Point annotations for photos:
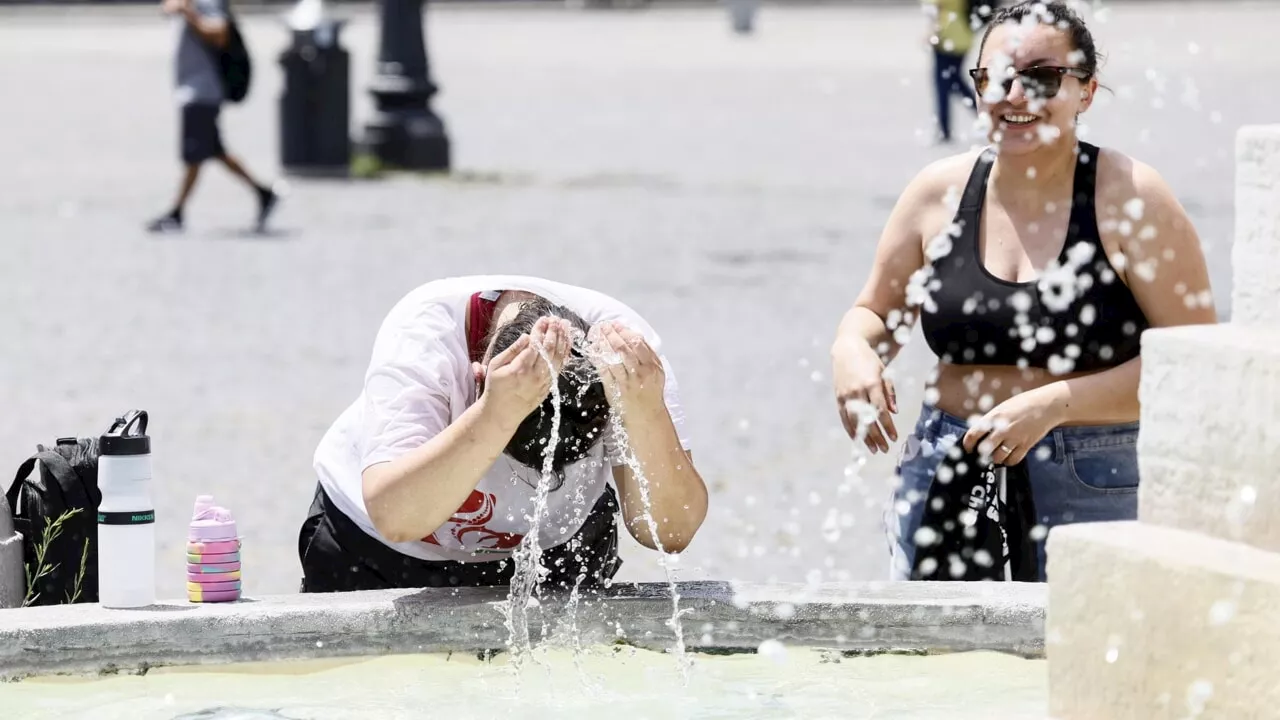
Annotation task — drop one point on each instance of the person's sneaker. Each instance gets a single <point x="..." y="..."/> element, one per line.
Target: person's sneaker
<point x="170" y="222"/>
<point x="266" y="200"/>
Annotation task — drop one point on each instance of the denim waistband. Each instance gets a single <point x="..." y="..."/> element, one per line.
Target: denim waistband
<point x="935" y="423"/>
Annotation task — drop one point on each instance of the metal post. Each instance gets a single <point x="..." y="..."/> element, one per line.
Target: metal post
<point x="403" y="131"/>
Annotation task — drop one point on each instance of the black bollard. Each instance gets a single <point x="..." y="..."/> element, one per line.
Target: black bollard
<point x="403" y="131"/>
<point x="315" y="105"/>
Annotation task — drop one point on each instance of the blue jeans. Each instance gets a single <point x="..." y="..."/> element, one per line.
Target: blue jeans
<point x="1078" y="474"/>
<point x="949" y="80"/>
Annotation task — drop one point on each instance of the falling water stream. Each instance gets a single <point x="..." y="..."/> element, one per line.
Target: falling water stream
<point x="529" y="570"/>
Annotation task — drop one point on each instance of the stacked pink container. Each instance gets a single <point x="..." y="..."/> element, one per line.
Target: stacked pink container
<point x="213" y="554"/>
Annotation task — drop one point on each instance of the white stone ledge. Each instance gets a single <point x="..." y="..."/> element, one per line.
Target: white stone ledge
<point x="854" y="618"/>
<point x="1256" y="253"/>
<point x="1208" y="449"/>
<point x="1153" y="623"/>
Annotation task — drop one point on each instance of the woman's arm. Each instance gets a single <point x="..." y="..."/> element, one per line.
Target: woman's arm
<point x="874" y="329"/>
<point x="1164" y="265"/>
<point x="677" y="496"/>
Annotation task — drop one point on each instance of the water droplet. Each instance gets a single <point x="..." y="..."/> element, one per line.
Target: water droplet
<point x="1198" y="695"/>
<point x="773" y="650"/>
<point x="1134" y="208"/>
<point x="1221" y="613"/>
<point x="926" y="536"/>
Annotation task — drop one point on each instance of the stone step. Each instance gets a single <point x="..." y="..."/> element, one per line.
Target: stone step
<point x="1156" y="623"/>
<point x="1256" y="253"/>
<point x="1210" y="438"/>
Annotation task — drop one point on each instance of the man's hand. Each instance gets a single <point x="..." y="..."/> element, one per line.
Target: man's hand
<point x="519" y="378"/>
<point x="631" y="372"/>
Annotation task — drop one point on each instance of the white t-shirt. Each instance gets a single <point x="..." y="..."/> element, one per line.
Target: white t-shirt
<point x="420" y="381"/>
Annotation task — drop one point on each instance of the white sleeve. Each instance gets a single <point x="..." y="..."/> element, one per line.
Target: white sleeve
<point x="408" y="384"/>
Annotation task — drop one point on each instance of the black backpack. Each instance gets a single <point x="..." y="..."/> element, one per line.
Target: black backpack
<point x="977" y="524"/>
<point x="67" y="568"/>
<point x="234" y="63"/>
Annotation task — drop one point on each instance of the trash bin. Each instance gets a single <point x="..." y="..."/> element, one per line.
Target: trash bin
<point x="315" y="108"/>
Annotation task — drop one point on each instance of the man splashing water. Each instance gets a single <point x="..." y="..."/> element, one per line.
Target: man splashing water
<point x="432" y="477"/>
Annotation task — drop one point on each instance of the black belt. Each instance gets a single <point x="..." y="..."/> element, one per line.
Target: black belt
<point x="338" y="556"/>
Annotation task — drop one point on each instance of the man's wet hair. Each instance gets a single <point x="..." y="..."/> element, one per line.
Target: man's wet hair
<point x="584" y="413"/>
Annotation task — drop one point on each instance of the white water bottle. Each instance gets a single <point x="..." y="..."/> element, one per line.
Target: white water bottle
<point x="126" y="518"/>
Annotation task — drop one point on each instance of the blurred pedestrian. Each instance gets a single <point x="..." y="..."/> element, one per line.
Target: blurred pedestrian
<point x="204" y="33"/>
<point x="951" y="37"/>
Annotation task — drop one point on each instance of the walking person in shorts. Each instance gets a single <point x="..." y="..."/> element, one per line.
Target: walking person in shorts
<point x="200" y="94"/>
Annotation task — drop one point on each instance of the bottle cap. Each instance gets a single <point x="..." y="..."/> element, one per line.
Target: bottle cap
<point x="127" y="436"/>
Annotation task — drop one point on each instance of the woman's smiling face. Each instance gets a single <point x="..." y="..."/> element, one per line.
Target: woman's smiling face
<point x="1033" y="91"/>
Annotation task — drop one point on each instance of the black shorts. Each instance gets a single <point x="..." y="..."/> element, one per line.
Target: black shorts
<point x="338" y="556"/>
<point x="200" y="137"/>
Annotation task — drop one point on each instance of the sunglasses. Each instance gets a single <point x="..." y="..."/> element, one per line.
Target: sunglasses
<point x="1041" y="81"/>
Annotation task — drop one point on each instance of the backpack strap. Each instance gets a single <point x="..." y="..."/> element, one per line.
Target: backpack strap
<point x="64" y="475"/>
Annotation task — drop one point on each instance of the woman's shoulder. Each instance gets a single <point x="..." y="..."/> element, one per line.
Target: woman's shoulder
<point x="942" y="180"/>
<point x="1127" y="185"/>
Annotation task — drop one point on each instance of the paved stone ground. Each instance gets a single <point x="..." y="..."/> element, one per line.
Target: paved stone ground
<point x="730" y="188"/>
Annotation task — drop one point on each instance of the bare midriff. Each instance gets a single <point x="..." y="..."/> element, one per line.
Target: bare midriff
<point x="965" y="391"/>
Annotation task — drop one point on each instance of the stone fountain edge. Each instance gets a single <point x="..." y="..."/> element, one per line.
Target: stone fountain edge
<point x="717" y="618"/>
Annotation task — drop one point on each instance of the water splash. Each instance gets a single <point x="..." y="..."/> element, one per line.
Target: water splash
<point x="682" y="660"/>
<point x="528" y="555"/>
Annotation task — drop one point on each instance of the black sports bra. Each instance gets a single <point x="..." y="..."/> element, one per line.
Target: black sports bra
<point x="1077" y="317"/>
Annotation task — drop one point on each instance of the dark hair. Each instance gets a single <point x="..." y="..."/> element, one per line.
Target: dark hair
<point x="584" y="409"/>
<point x="1057" y="14"/>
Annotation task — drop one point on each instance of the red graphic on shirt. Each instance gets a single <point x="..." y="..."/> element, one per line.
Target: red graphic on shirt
<point x="470" y="519"/>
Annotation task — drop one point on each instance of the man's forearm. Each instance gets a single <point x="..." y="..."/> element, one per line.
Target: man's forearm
<point x="412" y="496"/>
<point x="677" y="496"/>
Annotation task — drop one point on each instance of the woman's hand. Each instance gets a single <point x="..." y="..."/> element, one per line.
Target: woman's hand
<point x="1010" y="429"/>
<point x="859" y="378"/>
<point x="629" y="367"/>
<point x="519" y="378"/>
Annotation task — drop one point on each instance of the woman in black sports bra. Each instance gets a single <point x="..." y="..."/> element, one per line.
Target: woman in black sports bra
<point x="1033" y="267"/>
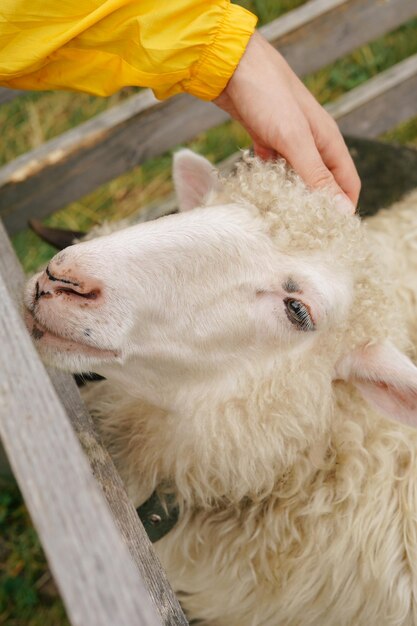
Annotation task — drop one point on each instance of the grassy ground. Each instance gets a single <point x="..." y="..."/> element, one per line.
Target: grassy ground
<point x="27" y="594"/>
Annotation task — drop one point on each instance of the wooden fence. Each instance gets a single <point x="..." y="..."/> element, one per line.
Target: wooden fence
<point x="100" y="556"/>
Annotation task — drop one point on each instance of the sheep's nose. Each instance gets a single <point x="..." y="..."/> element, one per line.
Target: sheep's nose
<point x="75" y="284"/>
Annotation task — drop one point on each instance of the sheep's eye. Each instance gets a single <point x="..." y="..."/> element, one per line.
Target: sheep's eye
<point x="298" y="314"/>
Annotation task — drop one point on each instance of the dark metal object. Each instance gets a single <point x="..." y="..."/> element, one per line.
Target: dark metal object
<point x="57" y="237"/>
<point x="158" y="517"/>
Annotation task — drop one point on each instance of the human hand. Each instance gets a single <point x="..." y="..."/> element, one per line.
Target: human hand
<point x="283" y="118"/>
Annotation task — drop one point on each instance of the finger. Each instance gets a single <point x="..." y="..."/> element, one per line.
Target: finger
<point x="299" y="148"/>
<point x="336" y="157"/>
<point x="330" y="143"/>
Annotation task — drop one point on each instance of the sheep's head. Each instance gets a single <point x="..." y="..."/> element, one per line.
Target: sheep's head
<point x="255" y="272"/>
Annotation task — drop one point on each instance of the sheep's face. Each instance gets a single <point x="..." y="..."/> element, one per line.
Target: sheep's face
<point x="202" y="294"/>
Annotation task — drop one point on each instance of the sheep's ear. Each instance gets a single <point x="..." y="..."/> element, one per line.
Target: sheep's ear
<point x="385" y="377"/>
<point x="194" y="179"/>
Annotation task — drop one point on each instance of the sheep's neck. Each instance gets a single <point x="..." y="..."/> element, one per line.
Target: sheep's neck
<point x="216" y="450"/>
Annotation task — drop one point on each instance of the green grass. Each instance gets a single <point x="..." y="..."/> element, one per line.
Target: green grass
<point x="27" y="594"/>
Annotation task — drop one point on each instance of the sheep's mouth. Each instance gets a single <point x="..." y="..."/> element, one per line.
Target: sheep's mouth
<point x="40" y="333"/>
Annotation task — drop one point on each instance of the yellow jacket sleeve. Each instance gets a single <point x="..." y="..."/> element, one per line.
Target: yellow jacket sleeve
<point x="100" y="46"/>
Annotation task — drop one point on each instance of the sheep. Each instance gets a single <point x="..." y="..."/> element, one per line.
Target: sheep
<point x="254" y="352"/>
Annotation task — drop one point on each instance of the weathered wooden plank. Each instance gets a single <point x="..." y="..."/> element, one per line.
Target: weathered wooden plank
<point x="121" y="507"/>
<point x="379" y="104"/>
<point x="72" y="165"/>
<point x="102" y="466"/>
<point x="319" y="32"/>
<point x="91" y="564"/>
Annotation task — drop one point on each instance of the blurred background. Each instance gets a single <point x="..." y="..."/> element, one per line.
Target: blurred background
<point x="28" y="596"/>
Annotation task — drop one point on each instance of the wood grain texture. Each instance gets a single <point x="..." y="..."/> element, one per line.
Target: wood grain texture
<point x="320" y="32"/>
<point x="124" y="513"/>
<point x="80" y="160"/>
<point x="7" y="95"/>
<point x="74" y="164"/>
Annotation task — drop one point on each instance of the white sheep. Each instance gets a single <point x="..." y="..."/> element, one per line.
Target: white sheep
<point x="251" y="347"/>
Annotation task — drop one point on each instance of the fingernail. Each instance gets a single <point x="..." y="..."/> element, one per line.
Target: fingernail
<point x="343" y="204"/>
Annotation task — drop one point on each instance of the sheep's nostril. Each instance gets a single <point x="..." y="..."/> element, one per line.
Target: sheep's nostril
<point x="90" y="295"/>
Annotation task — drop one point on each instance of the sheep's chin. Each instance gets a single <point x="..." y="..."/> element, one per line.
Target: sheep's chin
<point x="46" y="339"/>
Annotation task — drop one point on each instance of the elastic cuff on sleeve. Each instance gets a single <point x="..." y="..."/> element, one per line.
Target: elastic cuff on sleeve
<point x="221" y="57"/>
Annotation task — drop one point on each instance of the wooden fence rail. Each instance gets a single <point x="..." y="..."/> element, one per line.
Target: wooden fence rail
<point x="92" y="546"/>
<point x="72" y="165"/>
<point x="100" y="556"/>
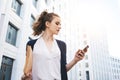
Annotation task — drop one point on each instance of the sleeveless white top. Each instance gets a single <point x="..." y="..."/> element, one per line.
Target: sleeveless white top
<point x="46" y="63"/>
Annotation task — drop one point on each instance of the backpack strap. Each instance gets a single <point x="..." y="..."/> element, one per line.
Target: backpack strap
<point x="31" y="43"/>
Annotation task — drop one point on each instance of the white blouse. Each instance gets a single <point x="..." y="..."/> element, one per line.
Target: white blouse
<point x="46" y="63"/>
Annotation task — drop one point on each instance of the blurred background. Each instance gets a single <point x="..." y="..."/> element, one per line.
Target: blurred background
<point x="84" y="22"/>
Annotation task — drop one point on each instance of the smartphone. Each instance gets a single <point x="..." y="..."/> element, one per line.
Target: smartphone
<point x="85" y="49"/>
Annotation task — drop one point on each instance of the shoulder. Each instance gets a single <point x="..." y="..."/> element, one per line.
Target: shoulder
<point x="60" y="42"/>
<point x="31" y="42"/>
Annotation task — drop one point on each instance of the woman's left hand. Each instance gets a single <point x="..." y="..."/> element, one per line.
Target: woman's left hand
<point x="79" y="55"/>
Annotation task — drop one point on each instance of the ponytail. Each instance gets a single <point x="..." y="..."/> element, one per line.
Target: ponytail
<point x="39" y="25"/>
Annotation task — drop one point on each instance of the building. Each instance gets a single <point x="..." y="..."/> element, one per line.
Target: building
<point x="115" y="64"/>
<point x="16" y="18"/>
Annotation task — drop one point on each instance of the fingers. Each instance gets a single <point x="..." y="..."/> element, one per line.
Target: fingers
<point x="80" y="54"/>
<point x="85" y="49"/>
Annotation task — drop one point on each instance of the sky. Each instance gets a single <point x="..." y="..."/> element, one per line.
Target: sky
<point x="104" y="14"/>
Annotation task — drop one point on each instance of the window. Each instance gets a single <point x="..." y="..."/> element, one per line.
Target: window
<point x="11" y="34"/>
<point x="6" y="68"/>
<point x="86" y="65"/>
<point x="16" y="5"/>
<point x="32" y="20"/>
<point x="35" y="2"/>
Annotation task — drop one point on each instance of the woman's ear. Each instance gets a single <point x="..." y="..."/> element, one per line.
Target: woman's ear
<point x="47" y="23"/>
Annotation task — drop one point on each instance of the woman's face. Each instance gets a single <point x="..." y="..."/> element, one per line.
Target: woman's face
<point x="55" y="25"/>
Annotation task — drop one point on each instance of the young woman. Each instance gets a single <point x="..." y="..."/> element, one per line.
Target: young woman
<point x="47" y="59"/>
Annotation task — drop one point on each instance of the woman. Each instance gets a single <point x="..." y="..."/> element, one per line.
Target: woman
<point x="47" y="59"/>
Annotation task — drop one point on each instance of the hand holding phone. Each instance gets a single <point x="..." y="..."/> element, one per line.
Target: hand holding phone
<point x="86" y="48"/>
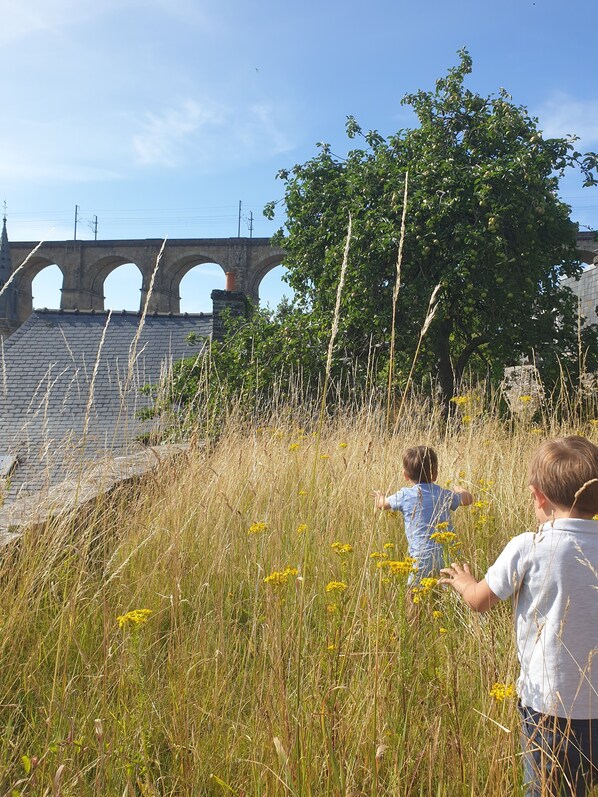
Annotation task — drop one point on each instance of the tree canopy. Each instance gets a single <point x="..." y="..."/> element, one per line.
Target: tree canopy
<point x="483" y="221"/>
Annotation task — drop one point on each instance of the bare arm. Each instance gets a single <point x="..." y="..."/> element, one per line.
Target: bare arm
<point x="381" y="500"/>
<point x="476" y="594"/>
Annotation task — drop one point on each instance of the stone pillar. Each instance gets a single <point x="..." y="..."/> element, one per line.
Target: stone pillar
<point x="235" y="301"/>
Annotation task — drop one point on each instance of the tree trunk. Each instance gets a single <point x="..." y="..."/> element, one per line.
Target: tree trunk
<point x="446" y="375"/>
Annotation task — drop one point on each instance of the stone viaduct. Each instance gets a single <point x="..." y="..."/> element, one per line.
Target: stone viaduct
<point x="86" y="264"/>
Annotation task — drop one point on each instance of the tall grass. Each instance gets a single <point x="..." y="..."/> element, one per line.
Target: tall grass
<point x="201" y="696"/>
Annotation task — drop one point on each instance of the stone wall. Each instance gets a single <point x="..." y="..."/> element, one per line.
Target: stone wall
<point x="586" y="288"/>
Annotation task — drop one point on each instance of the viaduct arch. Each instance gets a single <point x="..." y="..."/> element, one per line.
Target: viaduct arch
<point x="86" y="264"/>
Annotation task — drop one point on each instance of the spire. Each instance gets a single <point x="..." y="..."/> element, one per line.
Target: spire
<point x="5" y="260"/>
<point x="8" y="296"/>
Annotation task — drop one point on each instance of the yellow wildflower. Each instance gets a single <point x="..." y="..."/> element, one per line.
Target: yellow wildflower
<point x="501" y="692"/>
<point x="134" y="618"/>
<point x="336" y="586"/>
<point x="257" y="528"/>
<point x="280" y="577"/>
<point x="341" y="548"/>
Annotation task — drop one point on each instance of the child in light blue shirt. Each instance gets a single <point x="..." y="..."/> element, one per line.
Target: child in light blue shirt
<point x="425" y="506"/>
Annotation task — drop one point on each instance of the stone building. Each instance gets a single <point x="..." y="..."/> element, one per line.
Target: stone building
<point x="586" y="289"/>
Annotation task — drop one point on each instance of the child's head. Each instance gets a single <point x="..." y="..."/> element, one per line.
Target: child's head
<point x="420" y="464"/>
<point x="566" y="471"/>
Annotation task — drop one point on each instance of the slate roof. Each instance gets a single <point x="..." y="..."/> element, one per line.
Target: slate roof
<point x="51" y="365"/>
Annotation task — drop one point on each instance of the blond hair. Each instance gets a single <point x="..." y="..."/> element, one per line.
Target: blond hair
<point x="566" y="471"/>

▸ **GOAL**
Nothing but the lines from the line with "the stone building." to the last line of the listing above should appear; please retype them exactly, both ends included.

▸ **SOLUTION TO THIS TASK**
Annotation task — drop one point on each instance of the stone building. Each instance gets a single <point x="..." y="..."/> element, one per line.
Target: stone building
<point x="586" y="289"/>
Annotation task — drop one point on each instance of the child's head. Each instance gets a single <point x="..." y="..."/> element, one per line.
Target: child's head
<point x="420" y="464"/>
<point x="566" y="471"/>
Annotation task — drop one point on each instance of the slate roof. Each instance gets a single <point x="..." y="..."/> element, one per line.
Target: slate roof
<point x="51" y="365"/>
Annotation task — drop one point on each instance of the blond hair. Each instance gets a single <point x="..." y="..."/> element, one per line.
Target: blond hair
<point x="566" y="471"/>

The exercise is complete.